> Dataset content
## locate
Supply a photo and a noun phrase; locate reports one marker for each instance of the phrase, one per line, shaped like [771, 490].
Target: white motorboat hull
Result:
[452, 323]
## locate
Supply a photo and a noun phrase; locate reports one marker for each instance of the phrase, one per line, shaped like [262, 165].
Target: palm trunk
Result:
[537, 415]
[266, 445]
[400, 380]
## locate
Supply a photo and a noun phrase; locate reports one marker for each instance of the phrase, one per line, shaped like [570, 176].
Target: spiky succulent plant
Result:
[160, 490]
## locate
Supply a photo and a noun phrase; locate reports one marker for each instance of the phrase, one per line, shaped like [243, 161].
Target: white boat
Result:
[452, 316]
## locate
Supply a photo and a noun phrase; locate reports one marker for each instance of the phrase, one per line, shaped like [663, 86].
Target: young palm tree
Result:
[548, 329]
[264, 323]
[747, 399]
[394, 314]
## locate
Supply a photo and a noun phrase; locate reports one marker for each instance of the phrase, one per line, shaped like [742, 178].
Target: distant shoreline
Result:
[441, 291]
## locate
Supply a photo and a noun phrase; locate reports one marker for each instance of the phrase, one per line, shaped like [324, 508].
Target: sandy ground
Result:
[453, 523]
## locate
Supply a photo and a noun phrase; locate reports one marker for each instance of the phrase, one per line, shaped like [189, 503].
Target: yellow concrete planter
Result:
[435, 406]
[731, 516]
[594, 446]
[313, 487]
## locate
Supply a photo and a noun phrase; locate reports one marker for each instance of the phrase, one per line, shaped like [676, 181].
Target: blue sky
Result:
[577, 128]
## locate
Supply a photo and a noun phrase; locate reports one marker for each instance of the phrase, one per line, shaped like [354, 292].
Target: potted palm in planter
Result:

> What to work on
Give back all the data exactly as written.

> Output
## locate
Supply a photo and a noun phrase; locate reports one marker for each instance of the phrase, one per line, shaped like [771, 490].
Target: white motorboat hull
Result:
[452, 323]
## locate
Supply a photo and a noun phrase; locate reports one marker for each instance of the phrase, one per line, shaped like [262, 165].
Target: palm trunk
Result:
[537, 415]
[266, 445]
[400, 380]
## locate
Supply a photo and a noun phrase; locate reports one marker for each instance of the phrase, one per line, shaped like [570, 176].
Target: spiky succulent plant
Result:
[160, 490]
## locate
Supply a photo and a noun phrase; locate reports one marker for each instance of the phrase, one per line, shaped like [243, 161].
Target: white boat
Result:
[452, 316]
## locate
Supply a photo and a noun phrase; locate reports one marker for each instance of the phrase, one per line, shaped like [663, 86].
Target: young palm tree
Result:
[548, 329]
[264, 323]
[747, 399]
[394, 314]
## locate
Supply a photo and a noun phrase; locate reports one marker for each instance of the phrase, one per line, shaped like [742, 178].
Target: distant shoreline
Result:
[441, 291]
## locate
Supply a photo and a noun phrase; locate reports one marker for each instance of the phrase, one per line, shaped like [324, 508].
Target: sandy ground
Result:
[453, 523]
## locate
Supply a photo and a noun phrase; locate reports one marker for each instance of the phrase, one per line, shaped like [189, 503].
Target: yellow concrete planter
Result:
[435, 406]
[731, 516]
[594, 446]
[313, 487]
## locate
Supply a photo and a noun phrase; locate reports one marker for each instance of the phrase, one per line, shaped like [676, 181].
Target: blue sky
Result:
[577, 128]
## locate
Supply a photo and a noun phrase; locate reports one marker for each instance of the phrase, one per line, shaped like [354, 292].
Target: potted palm in planter
Result:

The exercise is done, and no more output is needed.